§ WORK TO DO:
Return the following records line for line, without any change, and leave the pictures out of your answer.

[Point placement records]
'''

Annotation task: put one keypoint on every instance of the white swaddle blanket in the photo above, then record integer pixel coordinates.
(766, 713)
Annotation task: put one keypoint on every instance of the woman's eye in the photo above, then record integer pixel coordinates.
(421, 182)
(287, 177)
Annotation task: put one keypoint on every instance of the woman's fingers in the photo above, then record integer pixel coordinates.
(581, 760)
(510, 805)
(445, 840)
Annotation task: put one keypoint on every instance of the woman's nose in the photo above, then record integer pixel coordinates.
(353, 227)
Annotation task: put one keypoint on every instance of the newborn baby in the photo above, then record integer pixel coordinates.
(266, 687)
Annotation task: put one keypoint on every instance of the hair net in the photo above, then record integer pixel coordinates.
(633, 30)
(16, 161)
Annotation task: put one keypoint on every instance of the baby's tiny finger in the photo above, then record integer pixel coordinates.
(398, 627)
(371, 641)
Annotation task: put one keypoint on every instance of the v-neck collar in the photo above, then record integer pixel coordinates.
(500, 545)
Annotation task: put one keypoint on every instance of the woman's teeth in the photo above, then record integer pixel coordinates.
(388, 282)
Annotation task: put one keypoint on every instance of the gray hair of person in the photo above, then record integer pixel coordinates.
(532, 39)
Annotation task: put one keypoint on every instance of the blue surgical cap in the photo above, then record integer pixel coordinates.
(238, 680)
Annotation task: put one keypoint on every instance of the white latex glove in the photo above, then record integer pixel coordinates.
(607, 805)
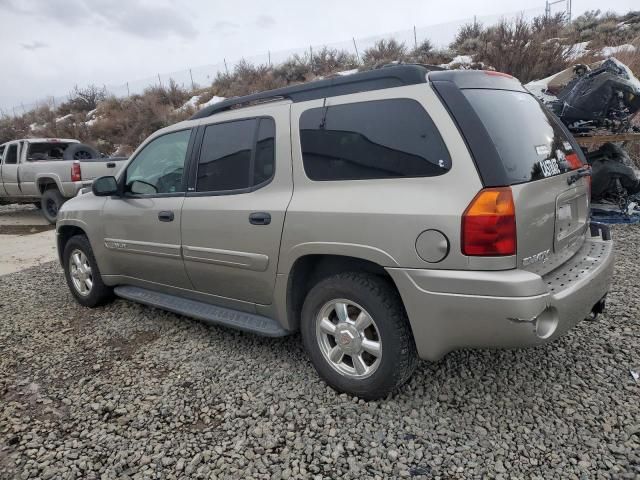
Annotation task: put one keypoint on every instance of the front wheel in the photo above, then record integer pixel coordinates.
(357, 334)
(82, 273)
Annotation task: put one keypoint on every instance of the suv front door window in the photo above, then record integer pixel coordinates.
(142, 228)
(159, 167)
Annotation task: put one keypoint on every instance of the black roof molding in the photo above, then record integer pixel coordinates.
(478, 79)
(386, 77)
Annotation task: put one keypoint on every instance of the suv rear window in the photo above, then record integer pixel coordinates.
(371, 140)
(529, 139)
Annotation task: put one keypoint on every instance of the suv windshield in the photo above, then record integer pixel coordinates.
(531, 143)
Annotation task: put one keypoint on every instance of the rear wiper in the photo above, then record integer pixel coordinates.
(583, 172)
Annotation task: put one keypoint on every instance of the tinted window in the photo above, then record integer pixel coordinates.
(12, 154)
(233, 157)
(531, 143)
(46, 151)
(368, 140)
(265, 151)
(159, 166)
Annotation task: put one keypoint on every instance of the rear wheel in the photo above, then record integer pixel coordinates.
(82, 273)
(51, 202)
(356, 332)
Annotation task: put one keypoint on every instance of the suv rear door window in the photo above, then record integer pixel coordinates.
(530, 141)
(371, 140)
(234, 156)
(12, 155)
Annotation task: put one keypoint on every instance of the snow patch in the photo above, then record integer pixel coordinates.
(191, 103)
(577, 50)
(65, 117)
(632, 78)
(214, 100)
(610, 51)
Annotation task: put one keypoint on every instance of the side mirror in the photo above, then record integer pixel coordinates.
(104, 186)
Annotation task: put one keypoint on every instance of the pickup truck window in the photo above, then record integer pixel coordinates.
(159, 166)
(234, 158)
(12, 155)
(369, 140)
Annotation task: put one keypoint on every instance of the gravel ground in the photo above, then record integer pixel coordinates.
(128, 391)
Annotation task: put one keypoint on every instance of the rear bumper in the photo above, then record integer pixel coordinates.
(449, 310)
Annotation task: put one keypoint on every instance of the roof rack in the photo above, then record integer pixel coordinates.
(388, 76)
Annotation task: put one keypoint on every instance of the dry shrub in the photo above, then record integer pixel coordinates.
(525, 50)
(82, 100)
(327, 61)
(384, 52)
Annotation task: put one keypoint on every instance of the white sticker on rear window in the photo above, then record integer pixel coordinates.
(543, 150)
(549, 167)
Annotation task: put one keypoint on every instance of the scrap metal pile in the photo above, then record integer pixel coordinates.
(600, 101)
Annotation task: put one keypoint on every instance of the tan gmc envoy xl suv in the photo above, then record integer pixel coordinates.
(386, 215)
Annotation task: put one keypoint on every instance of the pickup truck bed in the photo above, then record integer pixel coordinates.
(49, 171)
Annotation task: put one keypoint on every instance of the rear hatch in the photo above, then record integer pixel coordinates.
(534, 154)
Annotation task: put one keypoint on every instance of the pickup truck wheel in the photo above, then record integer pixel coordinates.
(51, 202)
(357, 335)
(82, 273)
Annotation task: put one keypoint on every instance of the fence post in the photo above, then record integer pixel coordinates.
(356, 47)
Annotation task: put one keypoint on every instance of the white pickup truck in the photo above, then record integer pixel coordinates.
(48, 171)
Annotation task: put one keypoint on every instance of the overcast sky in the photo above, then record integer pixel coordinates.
(48, 46)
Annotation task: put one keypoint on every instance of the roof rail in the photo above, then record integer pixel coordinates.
(387, 77)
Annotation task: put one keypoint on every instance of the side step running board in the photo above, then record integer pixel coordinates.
(249, 322)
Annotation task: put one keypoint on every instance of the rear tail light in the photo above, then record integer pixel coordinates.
(489, 224)
(76, 173)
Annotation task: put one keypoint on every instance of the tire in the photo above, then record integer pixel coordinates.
(98, 293)
(51, 202)
(377, 298)
(80, 151)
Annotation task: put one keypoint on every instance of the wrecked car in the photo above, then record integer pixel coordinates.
(599, 99)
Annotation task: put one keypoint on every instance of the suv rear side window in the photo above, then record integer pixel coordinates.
(234, 156)
(530, 141)
(371, 140)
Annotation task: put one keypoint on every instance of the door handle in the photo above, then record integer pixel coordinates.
(165, 216)
(260, 218)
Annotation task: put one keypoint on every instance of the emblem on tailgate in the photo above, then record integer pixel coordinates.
(538, 257)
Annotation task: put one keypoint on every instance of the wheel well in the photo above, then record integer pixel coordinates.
(64, 235)
(310, 269)
(46, 184)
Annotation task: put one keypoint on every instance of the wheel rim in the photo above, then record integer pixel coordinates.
(81, 274)
(349, 338)
(52, 207)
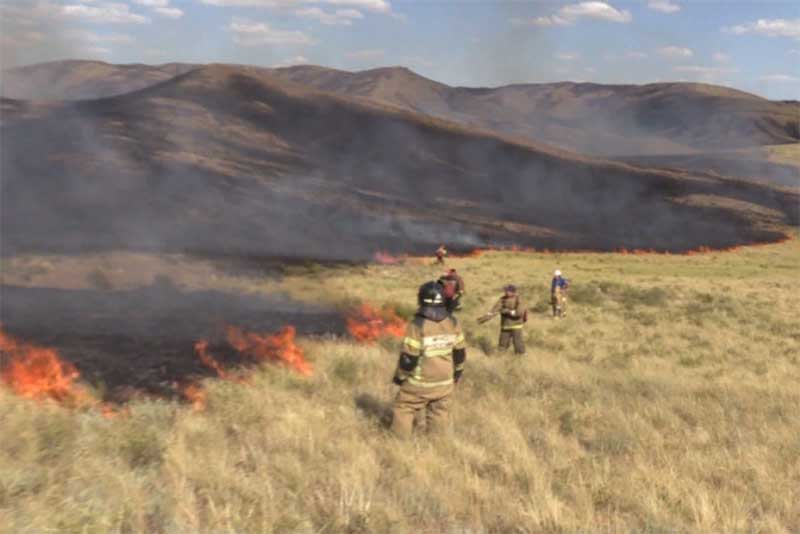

'''

§ SOLUTION TO THE EXERCISE:
Annotation task: put one keypoint on every instance of the white swaddle blanket in the photo above, then record integer pixel coordinates.
(766, 713)
Annotation task: put one keypoint on every instance of the woman's eye in the photo above, then record integer pixel coordinates.
(421, 182)
(287, 177)
Annotation task: put one keypoint on every instance of the woman's fingers in the photo above, then record integer pixel coordinates.
(581, 760)
(510, 805)
(445, 840)
Annotation task: put one keypoint on every instance of the woman's nose in the photo above, then record integer pixel coordinates.
(353, 227)
Annotation task: put one keypoint on every instance of the newborn baby in the photo above, then record integer pixel coordinates.
(266, 687)
Annotation task: put one keypoint on every instance of the hair net in the photo above, then record integer pixel coordinates.
(633, 30)
(16, 161)
Annotation task: put one keypoint on every instance of the baby's tiny finger in the photo above, then record integer pixel coordinates.
(398, 627)
(371, 641)
Annotation task: put one keypoint on every instance of the v-neck collar in the photo above, then record integer pixel coordinates.
(500, 545)
Annotation task: put one keypoint on every instance of the woman's teeth in the photo above, then record integer pixel coordinates.
(388, 282)
Annotation task: put one keypoint on every instance of the gray hair of person in the photo above, then record integer pixel coordinates.
(532, 39)
Annotation task: put one keypoint on every instance of the blue surgical cap in the photo above, then record integer pixel coordinates.
(238, 680)
Annotation task: put one keypoint on every instance of the white latex glove in the photo above, then record integer pixel coordinates.
(607, 805)
Annotation task: put one keypoint on every instance of the front wheel in the photo above, then record integer pixel coordinates.
(357, 334)
(82, 273)
Annotation task: put one keypoint on every instance of the suv front door window in the photo above, then record integer pixel coordinates.
(142, 228)
(159, 167)
Annotation task: put one keypoint on every instance of the black roof molding in the photo above, then record integer pixel coordinates.
(478, 79)
(386, 77)
Annotation task: put one keypoint on every instance of the suv rear window in the photo above, then record integer pixel coordinates.
(371, 140)
(529, 139)
Annotation task: put one keypoint on every instance of the suv windshield in the photo above, then record integer pixel coordinates.
(531, 143)
Annotation task: put one keypoint on every instance of the rear wiper in the photo above, then record integer pixel coordinates.
(583, 172)
Annotation task: put one keypoint on every instance of the tinted window in the photo above, then record integer pixel coordinates.
(12, 154)
(233, 157)
(531, 143)
(46, 151)
(368, 140)
(265, 151)
(159, 166)
Annotation task: put one keypoint on every instance of the rear wheel in the photo above, then record integer pixel coordinates.
(82, 273)
(51, 202)
(356, 332)
Annotation task: put one keypoint on every instance of the suv rear door window in the photo above, then record integer pixel coordinates.
(530, 141)
(371, 140)
(234, 156)
(12, 155)
Annotation task: put one keypoint on every instance of the snow patch in the photo above, then record integer pixel coordinates.
(191, 103)
(577, 50)
(65, 117)
(632, 78)
(214, 100)
(610, 51)
Annotation task: put one keypoint on every instance of the side mirror in the photo above, then record integer pixel coordinates.
(104, 186)
Annotation task: put one keypoint on every instance of the pickup truck window in the photo above, then record integer pixel coordinates.
(159, 166)
(234, 158)
(12, 155)
(369, 140)
Annotation task: put one keypoint on every instance of the gravel ground in the photo above, then record integer pixel coordinates.
(128, 391)
Annotation task: put one keypoint on every instance of the rear bumper in the photo above, then record integer pixel coordinates.
(449, 310)
Annotation task: put one keypoint on every instance of the roof rack in the photo above, then record integer pixel coordinates.
(388, 76)
Annotation task: put one keypoint on every instance of the dry shrub in the photo above, then record integer pixel coordinates.
(525, 50)
(82, 100)
(327, 61)
(384, 52)
Annotation task: put one keypoint on every instance of the white sticker on rear window in the photo above, then record integer pixel coordinates.
(543, 150)
(549, 167)
Annotation task: put one keypoint on every instance of the scrap metal pile in the photo above, then record integer pixel coordinates.
(600, 101)
Annotation task: put one keypoint on every instance of the tan gmc envoy xl suv in the photo above, then record integer pixel coordinates.
(386, 215)
Annotation task: put one keypoint on every instance of the pickup truck bed in the photo above, then record integer pixel coordinates.
(49, 171)
Annotation task: put one keypoint on every instance of the rear hatch in the photo above, then record integer pixel coordinates.
(534, 154)
Annotation task: put one keypoint on every instance of the pickup truck wheel in the photo above, then record integer pixel coordinates.
(51, 202)
(357, 335)
(82, 273)
Annotation task: put one keypoint on every instance of the fence post in the photo above, then record integer pixel coordinates.
(356, 47)
Annotation task: put one keypoint on every instance of the white pickup truck in the photo above, then record integer pixel coordinates.
(48, 171)
Annotation task: put one keypoint on every instance of the overcast sky in the photo above, then record integer pixel coordinates.
(48, 46)
Annotation task: put one keypoint on every instance of the roof rail in the photo above, then record integer pixel coordinates.
(387, 77)
Annotation task: put one keypoint on every instance of the side step running board in the photo above, then record integer pixel coordinates.
(249, 322)
Annotation task: put one keypoint on every instance of the rear tail light in the photo above, then record integer pixel coordinates.
(489, 224)
(76, 173)
Annotation task: put one keypoint on every instance of the tire in the photo above, then record integer pixel coordinates.
(98, 293)
(51, 202)
(377, 298)
(80, 151)
Annotation task: put one keypoint on every instance of the wrecked car in the photo above, then record integer pixel coordinates.
(599, 99)
Annotation task: put one keypoint on every instance of the suv rear side window in the photo above, then record integer pixel coordinates.
(234, 156)
(530, 141)
(371, 140)
Annotation task: put one keypoint on every instance of the door handle in the photo above, then record integer pixel coordinates.
(165, 216)
(260, 218)
Annotation task: put one keypoint on every instance of the emblem on tailgate in the photo above, then record integer pixel coordinates.
(538, 257)
Annotation task: put one keypoint on every instance of the wheel well in the photo above, then record integer pixel coordinates.
(64, 235)
(310, 269)
(46, 184)
Annotation task: put one keypoint on every instance of the wheel rim in the photo above, then record integer pixel coordinates.
(81, 274)
(349, 338)
(52, 207)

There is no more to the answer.